Exercise brief:
Give back exactly the lines of the data below, starting with the line that has "positive clicks: (67, 179) (78, 176)" and going on through the line that has "positive clicks: (38, 202)".

Records for this exercise:
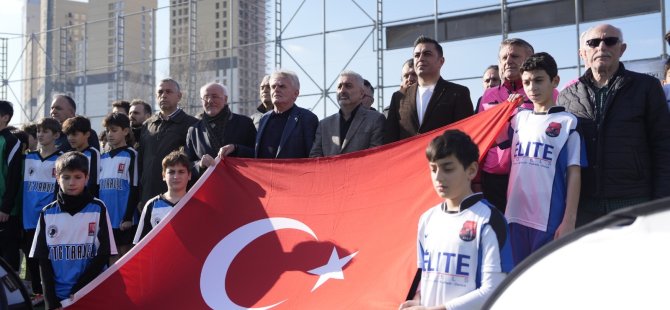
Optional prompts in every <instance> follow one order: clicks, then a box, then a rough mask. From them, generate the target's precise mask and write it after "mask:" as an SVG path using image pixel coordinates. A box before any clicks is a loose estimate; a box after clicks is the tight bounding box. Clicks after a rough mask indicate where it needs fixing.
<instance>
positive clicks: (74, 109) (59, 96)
mask: <svg viewBox="0 0 670 310" xmlns="http://www.w3.org/2000/svg"><path fill="white" fill-rule="evenodd" d="M57 97H63V98H65V100H67V103H69V104H70V106H71V107H72V112H77V104H76V103H74V99H72V97H70V96H68V95H64V94H60V95H56V98H57Z"/></svg>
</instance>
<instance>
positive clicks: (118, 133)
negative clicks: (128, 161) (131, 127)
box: [107, 125, 129, 149]
mask: <svg viewBox="0 0 670 310" xmlns="http://www.w3.org/2000/svg"><path fill="white" fill-rule="evenodd" d="M128 130H129V129H128V128H121V127H119V126H116V125H112V126H109V127H107V144H108V145H109V147H111V148H112V149H116V148H119V147H122V146H126V136H127V135H128Z"/></svg>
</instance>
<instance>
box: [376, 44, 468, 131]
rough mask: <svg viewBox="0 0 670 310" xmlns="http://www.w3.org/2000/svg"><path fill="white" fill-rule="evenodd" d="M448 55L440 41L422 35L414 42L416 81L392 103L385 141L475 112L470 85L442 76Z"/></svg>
mask: <svg viewBox="0 0 670 310" xmlns="http://www.w3.org/2000/svg"><path fill="white" fill-rule="evenodd" d="M443 64H444V56H443V52H442V47H441V46H440V44H439V43H438V42H437V41H435V40H433V39H430V38H427V37H424V36H420V37H419V38H418V39H417V40H416V41H415V42H414V70H415V71H416V75H417V77H418V81H417V83H416V84H414V85H412V86H410V87H407V88H406V89H403V90H402V92H403V96H394V97H393V99H392V101H391V105H390V107H389V112H388V118H387V119H386V128H385V130H384V131H385V132H384V142H385V143H391V142H394V141H398V140H401V139H405V138H409V137H412V136H414V135H417V134H420V133H424V132H428V131H431V130H433V129H437V128H440V127H442V126H445V125H448V124H451V123H453V122H456V121H459V120H461V119H464V118H466V117H468V116H471V115H472V114H473V110H472V101H471V100H470V91H469V90H468V88H467V87H465V86H462V85H458V84H455V83H451V82H447V81H445V80H444V79H442V77H440V68H442V65H443Z"/></svg>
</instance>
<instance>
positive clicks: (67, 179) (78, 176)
mask: <svg viewBox="0 0 670 310" xmlns="http://www.w3.org/2000/svg"><path fill="white" fill-rule="evenodd" d="M86 182H88V176H86V174H84V172H83V171H79V170H63V171H62V172H61V173H60V174H59V175H58V185H59V186H60V189H61V191H63V193H65V194H67V195H71V196H76V195H79V194H81V193H82V192H83V191H84V188H85V187H86Z"/></svg>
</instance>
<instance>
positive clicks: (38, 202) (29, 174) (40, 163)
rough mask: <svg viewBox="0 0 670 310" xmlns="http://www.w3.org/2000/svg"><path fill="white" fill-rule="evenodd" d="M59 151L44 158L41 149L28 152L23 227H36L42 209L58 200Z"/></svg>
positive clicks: (25, 169)
mask: <svg viewBox="0 0 670 310" xmlns="http://www.w3.org/2000/svg"><path fill="white" fill-rule="evenodd" d="M61 154H63V153H62V152H60V151H58V152H56V153H53V154H51V155H50V156H48V157H47V158H42V156H41V155H40V152H39V151H33V152H29V153H28V154H26V159H25V161H24V166H23V229H35V228H36V227H37V220H38V219H39V217H40V211H42V209H43V208H44V207H45V206H46V205H48V204H50V203H52V202H53V201H54V200H56V191H57V186H58V185H57V184H56V159H58V156H60V155H61Z"/></svg>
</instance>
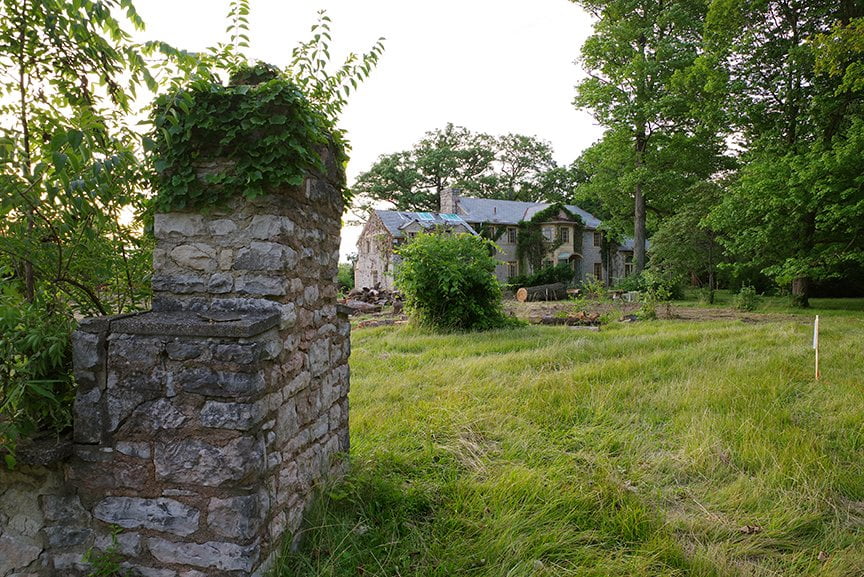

Solution to the exercise:
positive clicks: (67, 179) (78, 176)
mask: <svg viewBox="0 0 670 310" xmlns="http://www.w3.org/2000/svg"><path fill="white" fill-rule="evenodd" d="M86 182H88V176H86V174H84V172H83V171H79V170H63V171H62V172H61V173H60V174H59V175H58V185H59V186H60V189H61V191H63V193H65V194H67V195H71V196H76V195H79V194H81V193H82V192H83V191H84V188H85V187H86Z"/></svg>
</instance>
<instance>
positive clicks: (38, 202) (29, 174) (40, 163)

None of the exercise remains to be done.